Reproduce the following lines verbatim, all records included.

━━━ Input material ━━━

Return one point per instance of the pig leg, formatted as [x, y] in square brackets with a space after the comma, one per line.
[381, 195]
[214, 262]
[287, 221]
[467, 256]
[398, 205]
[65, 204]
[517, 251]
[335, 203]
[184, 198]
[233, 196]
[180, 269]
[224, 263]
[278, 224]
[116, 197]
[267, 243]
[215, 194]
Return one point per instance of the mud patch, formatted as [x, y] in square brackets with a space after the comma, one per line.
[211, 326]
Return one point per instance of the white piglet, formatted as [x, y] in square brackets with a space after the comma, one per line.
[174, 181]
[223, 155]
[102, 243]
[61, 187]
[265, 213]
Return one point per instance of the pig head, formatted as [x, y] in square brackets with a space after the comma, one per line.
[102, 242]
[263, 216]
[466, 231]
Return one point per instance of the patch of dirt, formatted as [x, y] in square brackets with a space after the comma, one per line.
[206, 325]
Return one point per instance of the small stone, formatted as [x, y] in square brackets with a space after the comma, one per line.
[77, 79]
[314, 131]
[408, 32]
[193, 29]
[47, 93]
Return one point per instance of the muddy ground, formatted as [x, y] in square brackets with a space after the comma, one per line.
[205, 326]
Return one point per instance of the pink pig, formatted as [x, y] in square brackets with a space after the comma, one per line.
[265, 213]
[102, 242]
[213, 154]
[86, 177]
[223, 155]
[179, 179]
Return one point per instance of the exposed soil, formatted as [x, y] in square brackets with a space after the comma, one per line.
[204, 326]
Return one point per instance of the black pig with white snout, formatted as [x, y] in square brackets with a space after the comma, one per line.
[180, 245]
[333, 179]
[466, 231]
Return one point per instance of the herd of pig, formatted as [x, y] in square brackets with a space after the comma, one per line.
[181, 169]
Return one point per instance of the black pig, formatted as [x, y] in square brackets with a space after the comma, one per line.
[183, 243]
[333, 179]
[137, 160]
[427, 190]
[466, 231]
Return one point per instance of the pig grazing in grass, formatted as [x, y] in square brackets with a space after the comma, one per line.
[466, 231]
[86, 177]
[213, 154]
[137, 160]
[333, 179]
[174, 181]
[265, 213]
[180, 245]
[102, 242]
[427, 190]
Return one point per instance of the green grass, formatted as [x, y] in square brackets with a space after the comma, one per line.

━━━

## Exercise solution
Return one point per instance of the pig leg, formatted as [x, y] in square brackets with a space after the comma, one per line.
[381, 195]
[214, 262]
[287, 221]
[467, 256]
[398, 205]
[65, 204]
[517, 251]
[335, 203]
[184, 198]
[233, 196]
[180, 269]
[224, 263]
[278, 224]
[116, 197]
[267, 243]
[215, 194]
Return one point per instance of the mud patch, formatted as [x, y] in square brackets with a space after the comma, one per line.
[211, 326]
Return one point per instance of the white piglet, formatted as [x, y] in square brackets with a space after the comma, one per line.
[174, 181]
[223, 155]
[102, 243]
[61, 187]
[265, 213]
Return one point per instance of the pig head, formatted as [x, y] in square brackets with a space after the comma, one per line.
[102, 242]
[263, 216]
[466, 231]
Return one point per instance of the patch of dirt, formatted as [x, y] in square brackets with a space after the comma, one per line.
[206, 325]
Return one point per instance of the small stone, formatted as [x, y] in square brackets with a space after the comma, one per line.
[77, 79]
[314, 131]
[408, 32]
[193, 29]
[47, 93]
Return one point per instance of the muddy ground, formatted as [x, y] in square brackets with a space after the comma, one per line.
[205, 326]
Return one point per instance of the pink pig, formatted as [x, y] in square brackets with a space after the comma, one per line.
[265, 213]
[102, 242]
[213, 154]
[86, 177]
[223, 155]
[179, 179]
Return one point per instance of the exposed soil, formatted as [x, y] in square brackets with a space after the comma, one per line.
[204, 326]
Return one point per instance of the black pig with white snout, formatted as [x, y] in square brackets with a space after the comma, one per line.
[180, 245]
[333, 179]
[466, 231]
Return one point per instance of the herd of pig, formatted as [x, y] in square brackets with a space after the comma, one per line.
[181, 169]
Return one point per instance of the black pig, formatted as [x, y] in square brackets with a space after the comma, one per line.
[183, 243]
[333, 179]
[137, 160]
[427, 190]
[466, 231]
Return one point per instance of the pig grazing in grass, formatted as [x, y] in square brackets with a space after the comma, one per line.
[466, 231]
[86, 177]
[213, 154]
[137, 160]
[333, 179]
[174, 181]
[265, 213]
[180, 245]
[102, 242]
[427, 190]
Return one point per instance of the green grass, formatted as [x, y] in square brackets with a space after the comma, one per line.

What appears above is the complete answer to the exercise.